→ DOCUMENT EXTRACT:
○ ○ ○ ○ ○

Winter 2014 Forum    

Can Old HVAC Be Innovative?
Applying new operational strategies to buildings from 2-50 years old: you can teach an old building new tricks!

December 5, 2014
Apollo Solutions, Wilsonville

Held at the Apollo Solutions building in Wilsonville, Oregon, the Winter APEM Forum focused on innovative solutions for retrofitting existing buildings. Guidelines and life lessons of experienced energy engineering professionals were shared in each presentation. Several case studies were used to highlight successful retrofit projects as well as lessons learned from the field. 

The first presentation of the day was from Chris Lowen, PE, Northern Region Energy Director for Glumac. Chris provided an introduction to the energy analysis and innovative approaches to existing building retrofits.  Chris first put the issue in perspective by discussing humanity’s ecological footprint. Using graphs and images from Architecture 2030 and various other websites, Chris highlighted the need for energy efficiency increases in the building sector, as building operations account for 42% of the energy consumption of the United States.  Chris explained that the first step in any retrofit process is establishing a baseline by documenting a building’s Energy Use Index (EUI).  Building benchmarking helps us to know if we are meeting energy efficiency goals and standards like ASHRAE 90.1 2007 and Architecture 2030. The presentation then covered recommendations for which types of buildings are good candidates for retrocommissioning. Very old buildings have high operating costs, huge energy savings opportunities but high costs of improvements. New buildings have low operating costs and low costs of improvements, but low energy savings opportunities.  The mid-range aged buildings have the best opportunities for good savings at a reasonable price.

Finally, Chris gave a brief overview of the savings obtained at Rouge Regional Medical Center and the US Bank building in Madison, Wisconsin, where Glumac has completed a multi-year retrocommissioning projects.

Following Chris was Mark Kinzer, PE, Principal-in-Charge of engineering of Abacus Resource Management Company.  Mark presented on constant volume to variable volume conversions.  Mark peppered his presentation with real life examples and lessons learned the hard way.  First, Mark highlighted the importance of making sure that a design built variable air volume air handling system is actually varying. It is not uncommon to identify variable air volume (VAV) system that are operating as constant volume system because existing controls strategies, set points or operating characteristics override the variable volume capabilities of the system.  The first step is to identify this by logging or observing the behavior of the system.  The operating pattern of the systems should show a clear and definite cyclical pattern with increased levels during the day and reduced levels at night.  If this is not occurring, the terminal units, operational set points and controls strategies should be examined. 

Next, Mark explained that although the fan affinity laws predict a reduction in speed will result in a cubed reduction of power, in reality, only results in a squared reduction of power.  This occurs because of real life inefficiencies and changes to the fan curve after the speed is slowed.  This is an important concept because it dramatically affects the expected energy savings of a variable speed drive retrofit.

○ ○ ○ ○ ○

→ DATASET ENTRIES:
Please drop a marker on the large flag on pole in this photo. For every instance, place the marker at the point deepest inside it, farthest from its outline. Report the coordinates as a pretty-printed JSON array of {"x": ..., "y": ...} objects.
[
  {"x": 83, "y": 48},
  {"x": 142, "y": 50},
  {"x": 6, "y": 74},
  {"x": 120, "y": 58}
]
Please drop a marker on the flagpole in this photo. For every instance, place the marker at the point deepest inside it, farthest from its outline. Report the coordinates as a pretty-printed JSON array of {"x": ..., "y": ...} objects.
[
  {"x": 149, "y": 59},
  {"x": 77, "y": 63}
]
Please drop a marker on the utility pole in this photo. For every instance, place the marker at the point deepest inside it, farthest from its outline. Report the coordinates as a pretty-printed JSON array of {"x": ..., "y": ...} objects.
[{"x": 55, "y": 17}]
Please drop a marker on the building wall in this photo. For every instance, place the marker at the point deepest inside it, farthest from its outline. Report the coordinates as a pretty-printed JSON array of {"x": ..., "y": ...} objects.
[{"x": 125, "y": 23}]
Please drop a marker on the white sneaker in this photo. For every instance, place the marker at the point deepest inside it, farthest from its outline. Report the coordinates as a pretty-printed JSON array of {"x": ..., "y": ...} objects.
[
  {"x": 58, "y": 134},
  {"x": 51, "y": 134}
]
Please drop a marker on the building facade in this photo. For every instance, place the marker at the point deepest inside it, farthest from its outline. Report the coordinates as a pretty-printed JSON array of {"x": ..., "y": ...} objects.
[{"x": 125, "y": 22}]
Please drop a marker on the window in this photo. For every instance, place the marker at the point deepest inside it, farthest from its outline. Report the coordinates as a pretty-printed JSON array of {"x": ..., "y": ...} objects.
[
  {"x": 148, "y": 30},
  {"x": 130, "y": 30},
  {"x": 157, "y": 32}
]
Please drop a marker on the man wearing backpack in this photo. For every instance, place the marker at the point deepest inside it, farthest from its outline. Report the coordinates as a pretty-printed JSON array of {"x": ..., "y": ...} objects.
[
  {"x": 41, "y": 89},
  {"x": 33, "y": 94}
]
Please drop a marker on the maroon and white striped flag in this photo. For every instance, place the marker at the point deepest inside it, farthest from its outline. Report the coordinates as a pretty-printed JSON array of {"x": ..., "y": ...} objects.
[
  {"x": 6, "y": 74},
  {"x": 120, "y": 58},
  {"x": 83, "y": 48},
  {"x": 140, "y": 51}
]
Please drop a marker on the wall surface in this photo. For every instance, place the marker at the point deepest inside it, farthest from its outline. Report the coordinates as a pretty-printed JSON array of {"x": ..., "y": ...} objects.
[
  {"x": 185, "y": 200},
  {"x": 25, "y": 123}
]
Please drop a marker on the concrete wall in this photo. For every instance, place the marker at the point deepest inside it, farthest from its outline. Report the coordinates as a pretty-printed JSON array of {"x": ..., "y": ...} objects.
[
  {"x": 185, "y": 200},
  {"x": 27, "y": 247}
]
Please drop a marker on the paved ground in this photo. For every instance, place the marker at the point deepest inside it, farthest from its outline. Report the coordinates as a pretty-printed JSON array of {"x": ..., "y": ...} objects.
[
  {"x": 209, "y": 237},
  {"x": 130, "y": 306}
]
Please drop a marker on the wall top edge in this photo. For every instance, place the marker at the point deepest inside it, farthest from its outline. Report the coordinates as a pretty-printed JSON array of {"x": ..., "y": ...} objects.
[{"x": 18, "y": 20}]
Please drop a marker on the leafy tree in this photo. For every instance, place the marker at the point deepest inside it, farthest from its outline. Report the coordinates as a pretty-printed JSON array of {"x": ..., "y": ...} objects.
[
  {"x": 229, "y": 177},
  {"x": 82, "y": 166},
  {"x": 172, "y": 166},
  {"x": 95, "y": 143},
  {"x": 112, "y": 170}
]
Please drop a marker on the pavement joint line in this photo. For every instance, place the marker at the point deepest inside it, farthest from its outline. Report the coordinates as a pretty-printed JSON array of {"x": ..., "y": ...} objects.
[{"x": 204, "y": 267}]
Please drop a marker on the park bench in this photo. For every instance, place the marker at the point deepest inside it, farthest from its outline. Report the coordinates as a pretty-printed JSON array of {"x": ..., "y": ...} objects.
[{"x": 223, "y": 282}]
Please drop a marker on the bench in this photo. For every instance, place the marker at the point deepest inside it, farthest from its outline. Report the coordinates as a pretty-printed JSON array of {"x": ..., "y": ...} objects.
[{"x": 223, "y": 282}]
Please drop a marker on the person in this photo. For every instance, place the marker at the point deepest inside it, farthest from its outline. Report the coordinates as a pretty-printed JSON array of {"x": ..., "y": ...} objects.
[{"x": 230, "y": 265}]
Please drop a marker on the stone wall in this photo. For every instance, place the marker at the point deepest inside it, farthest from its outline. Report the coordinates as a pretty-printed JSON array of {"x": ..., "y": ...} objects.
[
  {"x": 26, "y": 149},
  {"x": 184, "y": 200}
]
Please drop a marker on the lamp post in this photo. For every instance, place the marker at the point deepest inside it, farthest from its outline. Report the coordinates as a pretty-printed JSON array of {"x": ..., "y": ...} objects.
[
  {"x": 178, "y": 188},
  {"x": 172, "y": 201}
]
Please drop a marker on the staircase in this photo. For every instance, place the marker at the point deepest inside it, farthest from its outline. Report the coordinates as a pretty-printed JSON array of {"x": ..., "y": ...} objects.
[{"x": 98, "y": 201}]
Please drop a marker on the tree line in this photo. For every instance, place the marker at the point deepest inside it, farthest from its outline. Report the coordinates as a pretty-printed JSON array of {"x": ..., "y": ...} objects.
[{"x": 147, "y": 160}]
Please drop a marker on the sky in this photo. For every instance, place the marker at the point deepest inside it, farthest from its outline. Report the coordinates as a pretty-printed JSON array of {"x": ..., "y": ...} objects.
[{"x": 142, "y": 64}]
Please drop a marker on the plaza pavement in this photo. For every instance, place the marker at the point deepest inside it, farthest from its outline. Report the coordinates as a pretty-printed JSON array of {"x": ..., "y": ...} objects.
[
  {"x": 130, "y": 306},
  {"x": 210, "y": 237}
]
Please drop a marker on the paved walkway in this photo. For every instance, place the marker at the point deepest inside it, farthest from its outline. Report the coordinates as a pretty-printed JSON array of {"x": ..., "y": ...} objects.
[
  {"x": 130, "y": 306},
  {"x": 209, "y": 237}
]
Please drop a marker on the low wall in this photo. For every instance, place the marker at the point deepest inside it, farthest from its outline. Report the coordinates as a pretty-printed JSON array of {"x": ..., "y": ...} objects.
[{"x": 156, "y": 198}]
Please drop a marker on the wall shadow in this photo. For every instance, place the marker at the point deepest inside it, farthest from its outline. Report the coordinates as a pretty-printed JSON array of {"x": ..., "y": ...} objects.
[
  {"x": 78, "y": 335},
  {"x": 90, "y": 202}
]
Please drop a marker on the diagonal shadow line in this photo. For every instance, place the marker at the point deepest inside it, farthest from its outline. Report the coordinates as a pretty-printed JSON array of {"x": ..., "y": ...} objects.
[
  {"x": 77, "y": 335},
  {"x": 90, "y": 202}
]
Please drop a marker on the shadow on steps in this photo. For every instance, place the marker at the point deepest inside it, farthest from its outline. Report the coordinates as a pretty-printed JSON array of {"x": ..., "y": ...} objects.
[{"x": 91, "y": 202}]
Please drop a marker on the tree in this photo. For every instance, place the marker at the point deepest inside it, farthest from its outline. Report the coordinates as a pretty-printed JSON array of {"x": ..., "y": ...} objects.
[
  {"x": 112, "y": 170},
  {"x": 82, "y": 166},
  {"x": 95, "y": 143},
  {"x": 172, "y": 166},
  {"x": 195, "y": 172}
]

○ ○ ○ ○ ○

→ COMPLETE THE FOLLOWING:
a - Which building age groups does the HVAC retrofit forum summary compare as retrocommissioning candidates, and what does it say about each?
b - How would you translate this sentence from the HVAC retrofit forum summary into Spanish: "The mid-range aged buildings have the best opportunities for good savings at a reasonable price."
c - Write the next part of the HVAC retrofit forum summary, starting after its final sentence.

→ RESPONSES PER TASK:
a -
- Very old buildings: high operating costs, huge energy savings opportunities, but high costs of improvements.
- New buildings: low operating costs and low costs of improvements, but low energy savings opportunities.
- Mid-range aged buildings: the best opportunities for good savings at a reasonable price.

b - Los edificios de edad intermedia tienen las mejores oportunidades de lograr buenos ahorros a un precio razonable.

c -
Mark discussed chilled water systems and how variable speed drives are very important to getting the maximum chiller efficiency out of a chiller system.  Also, Mark discussed using occupancy based controls to control VAV system. Examples of this include using occupancy sensors or light level sensors to turn down air flows when a space is unoccupied.  Mark followed his presentation with a lively discussion with the APEM membership about retrofitting variable air volume systems.   

Next, Mike Bailey shared two case studies of HVAC system retrofits.  The first example was of a four story office building which was designed to LEED standards but was operating with high energy costs. Changes resulting from post-construction remodels were not incorporated into the controls system and monitoring was not continued past the initial system start up.  Lessons include the necessity of funding for updating the controls system after major building updates are made.

The second example Mike shared was of a small limited service hotel built to LEED Gold standards which also operated with extremely high energy use.  An audit revealed that there were very high winter electrical load peaks because they were using electrical energy for heating.  Lessons include the necessity of life-cycle costing to evaluate design options.

Chris Lowen wrapped up the Winter Forum with his presentation on Continuous Commissioning. He started with discussing the many different ways the industry refers to various commissioning strategies. He categorized the strategies into three main buckets: retro-commissioning, ongoing commissioning and monitoring based commissioning. Commissioning is important to ensure a building is operating correctly. Chris mentioned that retro-commissioning a building is important because a building can drift by as much as 1% each year after initial commissioning is completed. He went on to discuss an online software tool that provides reasonable end use break outs for buildings. Chris wrapped up his presentation with a case study of the McDonald’s Plaza.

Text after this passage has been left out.